▸ **GOAL OF THE EXERCISE**: Copy out the lines of the material below word for word, starting with the line containing "Keep to two rules. Tag each instance of the brick church" and going on through the line containing "x=162 y=237".

[Entries from a pointing dataset]
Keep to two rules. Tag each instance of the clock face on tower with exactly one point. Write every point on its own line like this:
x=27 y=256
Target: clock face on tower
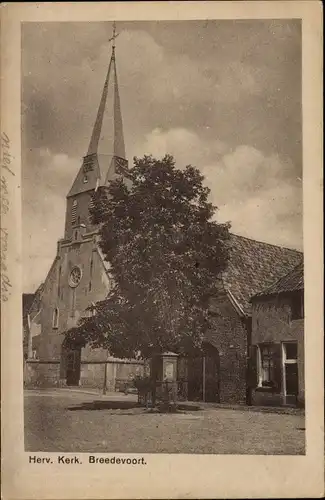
x=120 y=165
x=75 y=277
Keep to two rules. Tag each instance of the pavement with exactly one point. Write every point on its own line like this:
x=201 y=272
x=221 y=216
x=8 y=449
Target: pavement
x=116 y=396
x=82 y=420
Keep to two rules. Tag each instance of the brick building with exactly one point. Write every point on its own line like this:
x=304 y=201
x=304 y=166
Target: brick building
x=221 y=374
x=79 y=277
x=277 y=350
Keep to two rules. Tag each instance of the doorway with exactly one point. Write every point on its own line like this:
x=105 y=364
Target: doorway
x=204 y=376
x=290 y=372
x=73 y=367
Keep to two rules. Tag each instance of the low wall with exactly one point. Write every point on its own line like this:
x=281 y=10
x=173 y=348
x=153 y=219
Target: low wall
x=113 y=374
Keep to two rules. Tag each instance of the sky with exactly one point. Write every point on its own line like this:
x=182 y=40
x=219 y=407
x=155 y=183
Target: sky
x=224 y=96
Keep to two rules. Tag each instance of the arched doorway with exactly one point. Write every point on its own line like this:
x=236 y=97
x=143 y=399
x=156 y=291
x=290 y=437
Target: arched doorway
x=70 y=363
x=203 y=375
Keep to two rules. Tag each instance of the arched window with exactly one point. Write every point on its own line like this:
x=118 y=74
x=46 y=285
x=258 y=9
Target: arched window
x=55 y=322
x=74 y=212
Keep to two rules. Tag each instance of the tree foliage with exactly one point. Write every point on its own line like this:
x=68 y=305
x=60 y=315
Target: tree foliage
x=165 y=254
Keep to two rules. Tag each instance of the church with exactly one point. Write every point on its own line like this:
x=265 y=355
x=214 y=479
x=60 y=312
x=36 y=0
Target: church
x=79 y=277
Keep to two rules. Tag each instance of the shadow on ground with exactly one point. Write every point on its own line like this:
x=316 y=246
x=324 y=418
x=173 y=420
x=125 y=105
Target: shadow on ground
x=105 y=405
x=124 y=406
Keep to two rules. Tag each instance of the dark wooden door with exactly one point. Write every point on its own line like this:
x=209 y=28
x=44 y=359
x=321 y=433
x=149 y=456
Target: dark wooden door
x=212 y=378
x=73 y=366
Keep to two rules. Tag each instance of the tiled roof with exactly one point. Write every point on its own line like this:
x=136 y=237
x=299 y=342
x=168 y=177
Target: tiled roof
x=253 y=266
x=292 y=281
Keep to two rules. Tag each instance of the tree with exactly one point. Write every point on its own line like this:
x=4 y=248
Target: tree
x=165 y=254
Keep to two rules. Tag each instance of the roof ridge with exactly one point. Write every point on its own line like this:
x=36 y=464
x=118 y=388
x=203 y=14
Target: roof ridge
x=266 y=243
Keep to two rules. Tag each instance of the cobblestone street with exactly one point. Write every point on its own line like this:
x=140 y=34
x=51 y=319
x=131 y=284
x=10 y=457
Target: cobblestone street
x=67 y=421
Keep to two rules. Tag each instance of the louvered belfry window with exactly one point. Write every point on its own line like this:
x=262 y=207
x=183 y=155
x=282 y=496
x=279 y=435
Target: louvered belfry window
x=90 y=207
x=74 y=212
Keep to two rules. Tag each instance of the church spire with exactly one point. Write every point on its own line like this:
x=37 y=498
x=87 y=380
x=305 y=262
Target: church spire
x=106 y=152
x=98 y=138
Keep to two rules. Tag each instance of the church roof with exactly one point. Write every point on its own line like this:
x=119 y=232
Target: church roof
x=105 y=157
x=254 y=266
x=291 y=282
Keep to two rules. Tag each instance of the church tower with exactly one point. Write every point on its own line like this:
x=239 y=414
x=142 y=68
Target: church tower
x=105 y=158
x=79 y=275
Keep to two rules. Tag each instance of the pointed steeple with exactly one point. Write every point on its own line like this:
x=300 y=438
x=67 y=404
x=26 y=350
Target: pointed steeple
x=106 y=152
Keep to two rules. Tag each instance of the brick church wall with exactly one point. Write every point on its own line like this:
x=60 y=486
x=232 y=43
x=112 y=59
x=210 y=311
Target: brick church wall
x=229 y=335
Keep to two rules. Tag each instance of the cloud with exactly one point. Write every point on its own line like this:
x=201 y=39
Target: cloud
x=257 y=193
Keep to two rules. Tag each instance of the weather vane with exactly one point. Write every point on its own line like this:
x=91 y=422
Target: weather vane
x=114 y=36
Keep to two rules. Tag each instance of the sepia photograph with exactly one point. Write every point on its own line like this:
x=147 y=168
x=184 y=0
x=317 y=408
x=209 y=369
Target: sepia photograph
x=162 y=237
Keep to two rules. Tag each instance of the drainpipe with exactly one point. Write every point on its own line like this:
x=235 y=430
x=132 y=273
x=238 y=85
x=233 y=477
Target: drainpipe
x=29 y=340
x=203 y=378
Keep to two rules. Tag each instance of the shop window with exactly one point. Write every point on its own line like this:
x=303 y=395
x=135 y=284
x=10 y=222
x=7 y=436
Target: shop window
x=74 y=211
x=269 y=366
x=297 y=306
x=266 y=365
x=290 y=355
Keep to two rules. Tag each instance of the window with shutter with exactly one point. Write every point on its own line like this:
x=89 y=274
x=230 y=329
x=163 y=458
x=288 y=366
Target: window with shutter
x=55 y=323
x=74 y=212
x=297 y=306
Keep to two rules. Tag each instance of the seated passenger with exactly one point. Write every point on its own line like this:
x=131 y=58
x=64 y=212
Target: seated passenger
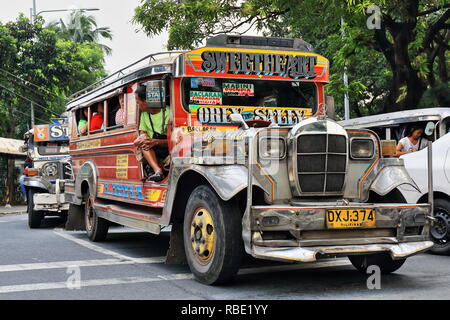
x=97 y=118
x=153 y=138
x=82 y=125
x=120 y=114
x=411 y=142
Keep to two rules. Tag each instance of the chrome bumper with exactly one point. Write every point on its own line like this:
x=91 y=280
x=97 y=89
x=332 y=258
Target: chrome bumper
x=309 y=254
x=50 y=202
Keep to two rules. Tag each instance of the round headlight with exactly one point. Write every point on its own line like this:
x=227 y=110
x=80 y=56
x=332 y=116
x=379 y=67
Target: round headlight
x=272 y=148
x=50 y=169
x=362 y=149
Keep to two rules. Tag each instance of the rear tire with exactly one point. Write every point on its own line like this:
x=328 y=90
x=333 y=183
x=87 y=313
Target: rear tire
x=440 y=230
x=382 y=260
x=212 y=234
x=34 y=217
x=96 y=227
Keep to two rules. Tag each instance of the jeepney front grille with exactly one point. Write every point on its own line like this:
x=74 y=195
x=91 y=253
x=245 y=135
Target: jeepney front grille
x=67 y=171
x=321 y=163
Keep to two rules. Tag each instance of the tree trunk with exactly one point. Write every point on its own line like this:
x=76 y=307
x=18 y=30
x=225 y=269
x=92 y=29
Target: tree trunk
x=10 y=182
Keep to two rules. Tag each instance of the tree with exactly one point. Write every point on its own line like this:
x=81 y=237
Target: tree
x=37 y=65
x=391 y=67
x=82 y=28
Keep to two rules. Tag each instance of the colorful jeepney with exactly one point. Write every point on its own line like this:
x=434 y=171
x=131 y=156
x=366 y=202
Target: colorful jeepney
x=256 y=167
x=48 y=148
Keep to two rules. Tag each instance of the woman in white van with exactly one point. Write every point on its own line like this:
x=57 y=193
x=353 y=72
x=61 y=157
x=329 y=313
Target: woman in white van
x=410 y=143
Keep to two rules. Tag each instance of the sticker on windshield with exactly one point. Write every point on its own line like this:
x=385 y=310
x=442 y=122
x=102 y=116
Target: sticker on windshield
x=202 y=82
x=205 y=97
x=220 y=115
x=239 y=89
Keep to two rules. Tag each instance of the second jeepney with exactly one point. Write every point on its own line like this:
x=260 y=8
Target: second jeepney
x=255 y=165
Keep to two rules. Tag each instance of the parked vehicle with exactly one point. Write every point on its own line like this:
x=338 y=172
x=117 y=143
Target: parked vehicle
x=255 y=165
x=392 y=126
x=48 y=148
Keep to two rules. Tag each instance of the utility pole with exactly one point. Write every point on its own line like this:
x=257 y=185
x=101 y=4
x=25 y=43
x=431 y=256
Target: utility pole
x=32 y=21
x=346 y=101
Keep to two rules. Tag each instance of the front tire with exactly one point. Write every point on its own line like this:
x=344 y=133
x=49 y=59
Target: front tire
x=382 y=260
x=212 y=233
x=34 y=217
x=440 y=229
x=96 y=227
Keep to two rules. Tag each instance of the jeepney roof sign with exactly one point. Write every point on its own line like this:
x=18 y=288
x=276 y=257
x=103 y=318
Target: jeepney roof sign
x=256 y=64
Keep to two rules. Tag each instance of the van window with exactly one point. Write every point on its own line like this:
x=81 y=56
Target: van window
x=250 y=93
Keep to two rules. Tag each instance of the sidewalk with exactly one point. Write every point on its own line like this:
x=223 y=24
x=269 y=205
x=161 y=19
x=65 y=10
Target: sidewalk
x=13 y=210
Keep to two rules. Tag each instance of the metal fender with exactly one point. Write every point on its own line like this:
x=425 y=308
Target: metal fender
x=35 y=183
x=227 y=181
x=88 y=173
x=390 y=175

▸ **SOLUTION TO THIS EXERCISE**:
Keep to two rules. Tag each instance of the brick church wall with exactly one point. Write every point on its own line like this:
x=60 y=486
x=232 y=43
x=112 y=59
x=210 y=311
Target: brick church wall
x=229 y=335
Keep to two rules. Tag each instance of the cloud with exactly one point. Write every point on its own line like this:
x=201 y=39
Target: cloud
x=257 y=193
Keep to two rules. Tag each instance of the weather vane with exactly one point. Write every point on its own line like this:
x=91 y=422
Target: weather vane
x=114 y=36
Keep to two rules. Tag each instance of the sepia photograph with exactly one point. Write every point on its own line like this:
x=147 y=168
x=184 y=0
x=317 y=408
x=209 y=369
Target: sepia photograph
x=162 y=237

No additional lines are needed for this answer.